WHAT TO WORK ON — Update the entries, starting at the line containing "The function MUST provide one point per instance of the green" and ending at the last entry, by replacing "function" with "routine" and keeping everything else as it stands.

─── SUPPLIED DATA ───

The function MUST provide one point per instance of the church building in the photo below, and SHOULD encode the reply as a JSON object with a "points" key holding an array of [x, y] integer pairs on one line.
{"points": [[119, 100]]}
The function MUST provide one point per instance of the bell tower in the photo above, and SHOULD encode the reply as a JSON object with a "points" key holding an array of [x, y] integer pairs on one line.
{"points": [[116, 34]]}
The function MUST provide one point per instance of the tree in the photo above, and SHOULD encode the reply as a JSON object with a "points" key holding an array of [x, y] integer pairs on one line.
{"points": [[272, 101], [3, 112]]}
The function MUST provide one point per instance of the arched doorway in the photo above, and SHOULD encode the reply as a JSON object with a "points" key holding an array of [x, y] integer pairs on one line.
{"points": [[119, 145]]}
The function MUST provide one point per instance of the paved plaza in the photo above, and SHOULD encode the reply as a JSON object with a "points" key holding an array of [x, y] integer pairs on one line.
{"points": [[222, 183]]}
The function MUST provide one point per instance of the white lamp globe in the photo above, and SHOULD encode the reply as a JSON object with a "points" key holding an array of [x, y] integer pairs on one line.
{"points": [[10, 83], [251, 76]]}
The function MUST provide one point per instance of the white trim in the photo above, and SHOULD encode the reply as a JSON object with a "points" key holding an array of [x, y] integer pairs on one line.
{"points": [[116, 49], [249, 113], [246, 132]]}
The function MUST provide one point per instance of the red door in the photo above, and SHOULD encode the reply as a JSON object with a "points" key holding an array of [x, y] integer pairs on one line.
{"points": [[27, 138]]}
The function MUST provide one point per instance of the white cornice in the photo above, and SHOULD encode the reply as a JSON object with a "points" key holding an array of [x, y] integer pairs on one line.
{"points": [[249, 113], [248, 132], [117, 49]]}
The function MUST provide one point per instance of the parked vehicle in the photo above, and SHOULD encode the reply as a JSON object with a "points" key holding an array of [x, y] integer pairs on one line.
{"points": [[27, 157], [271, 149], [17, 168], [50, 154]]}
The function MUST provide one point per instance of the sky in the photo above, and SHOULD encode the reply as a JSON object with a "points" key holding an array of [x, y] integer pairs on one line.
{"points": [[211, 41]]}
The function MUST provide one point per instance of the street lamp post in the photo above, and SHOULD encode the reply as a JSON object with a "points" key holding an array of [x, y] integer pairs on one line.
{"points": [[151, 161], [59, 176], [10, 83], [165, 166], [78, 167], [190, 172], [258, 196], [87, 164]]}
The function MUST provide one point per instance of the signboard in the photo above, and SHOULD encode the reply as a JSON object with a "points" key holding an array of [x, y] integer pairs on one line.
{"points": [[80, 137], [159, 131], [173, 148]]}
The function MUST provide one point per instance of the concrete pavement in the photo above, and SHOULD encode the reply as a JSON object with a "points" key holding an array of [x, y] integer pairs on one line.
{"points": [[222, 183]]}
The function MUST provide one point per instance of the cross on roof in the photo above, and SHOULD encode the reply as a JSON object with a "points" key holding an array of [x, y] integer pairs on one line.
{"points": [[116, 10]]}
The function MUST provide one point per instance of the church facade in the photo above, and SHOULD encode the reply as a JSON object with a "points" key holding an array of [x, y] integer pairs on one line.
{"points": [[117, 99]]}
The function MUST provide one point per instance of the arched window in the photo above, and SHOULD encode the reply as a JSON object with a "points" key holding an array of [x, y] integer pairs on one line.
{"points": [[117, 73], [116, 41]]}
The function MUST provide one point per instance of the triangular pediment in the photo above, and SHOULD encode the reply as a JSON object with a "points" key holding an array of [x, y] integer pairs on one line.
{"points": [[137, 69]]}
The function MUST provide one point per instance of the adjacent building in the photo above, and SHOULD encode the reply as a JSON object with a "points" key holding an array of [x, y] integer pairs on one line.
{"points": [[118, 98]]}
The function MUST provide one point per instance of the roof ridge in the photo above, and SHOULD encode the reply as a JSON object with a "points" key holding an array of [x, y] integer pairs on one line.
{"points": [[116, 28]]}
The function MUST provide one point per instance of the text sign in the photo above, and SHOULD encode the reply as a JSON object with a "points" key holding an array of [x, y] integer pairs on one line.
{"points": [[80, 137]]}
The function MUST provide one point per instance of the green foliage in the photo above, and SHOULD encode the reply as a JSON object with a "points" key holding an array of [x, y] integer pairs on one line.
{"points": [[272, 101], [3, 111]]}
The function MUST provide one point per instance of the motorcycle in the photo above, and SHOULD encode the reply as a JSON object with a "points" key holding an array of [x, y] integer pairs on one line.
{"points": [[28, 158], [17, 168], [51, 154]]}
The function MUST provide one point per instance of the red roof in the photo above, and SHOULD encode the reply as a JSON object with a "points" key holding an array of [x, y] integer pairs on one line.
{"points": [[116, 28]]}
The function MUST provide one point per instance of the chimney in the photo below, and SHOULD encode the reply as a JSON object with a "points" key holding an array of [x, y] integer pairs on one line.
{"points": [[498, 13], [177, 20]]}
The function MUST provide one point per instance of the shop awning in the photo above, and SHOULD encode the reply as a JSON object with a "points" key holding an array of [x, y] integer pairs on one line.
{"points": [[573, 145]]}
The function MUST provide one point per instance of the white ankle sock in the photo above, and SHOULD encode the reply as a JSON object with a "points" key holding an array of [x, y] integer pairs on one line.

───

REPLY —
The routine MUST provide one point per instance of the green foliage in the photo above, and SHOULD encode the reply as a JSON object with a "points" key holding an array of [x, y] integer pairs on one line.
{"points": [[272, 101], [3, 111]]}
The routine MUST provide one point per instance of the motorcycle in the photo above, and SHOULD encode the reply as a JSON object with a "points" key holding an array of [x, y] integer pairs on one line.
{"points": [[28, 158], [17, 168], [51, 154]]}
The routine MUST provide one point per instance of the red roof in the photo above, and SHOULD encode the reply as a JSON object with a "points" key holding an array of [x, y] integer pairs on one line.
{"points": [[116, 28]]}
The routine MUST provide one point per instance of the chimney in the photo below, and SHOULD encode the reply as a JSON object with a "points" key holding an array of [x, y] integer pairs on one line.
{"points": [[498, 13], [177, 20]]}
The routine MUST provide one point per instance of the shop awning in the photo above, and SHOULD encode the reply as a JSON object with a "points" key holding an array of [x, y] integer pairs on one line.
{"points": [[573, 145]]}
The routine MUST provide one point per instance of the white ankle sock in the photo above, and SHOULD encode the reply as a JSON object with a "points" key holding an array of [x, y] integer pairs on one line.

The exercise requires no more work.